[Record extracts — start]

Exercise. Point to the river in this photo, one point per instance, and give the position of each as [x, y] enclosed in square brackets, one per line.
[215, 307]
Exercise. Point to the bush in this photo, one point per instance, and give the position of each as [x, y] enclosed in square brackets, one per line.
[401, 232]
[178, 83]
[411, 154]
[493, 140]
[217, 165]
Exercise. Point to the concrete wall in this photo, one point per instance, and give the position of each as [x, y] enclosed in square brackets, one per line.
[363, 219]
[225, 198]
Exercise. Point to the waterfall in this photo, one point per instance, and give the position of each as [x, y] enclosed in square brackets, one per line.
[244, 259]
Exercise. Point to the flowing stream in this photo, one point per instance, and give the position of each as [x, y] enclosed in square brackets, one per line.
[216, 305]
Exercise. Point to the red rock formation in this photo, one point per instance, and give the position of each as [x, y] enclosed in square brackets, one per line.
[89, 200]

[Record extracts — finish]

**Exercise**
Set down every entry exactly as given.

**Output for this task**
Exercise. Point to the river in this photo, one point per instance, and give the position of each as [x, y] enclosed in square brackets, one per line.
[215, 307]
Exercise. Point to the bush in this photo, one point per instance, and give the position of each as [x, y] enclosed in square brackets, one per line.
[401, 232]
[178, 83]
[411, 154]
[493, 140]
[217, 165]
Exercise. Point to the concrete wall in this photo, one point per instance, and give the position of each as [x, y] enclosed in square brackets, one per line.
[363, 219]
[225, 198]
Exercise. Point to the waterfall in this photo, one point per instance, and give the position of each as [x, y] enclosed in square brackets, one per line.
[244, 259]
Exercise. Point to the flowing stream in this photo, one point per instance, and give the position of each as [x, y] enclosed in square brackets, one per line.
[216, 305]
Exercise. Point to the red rock formation in this photo, one point per instance, and give the position of each as [x, y] enclosed in square brackets, one per line.
[89, 200]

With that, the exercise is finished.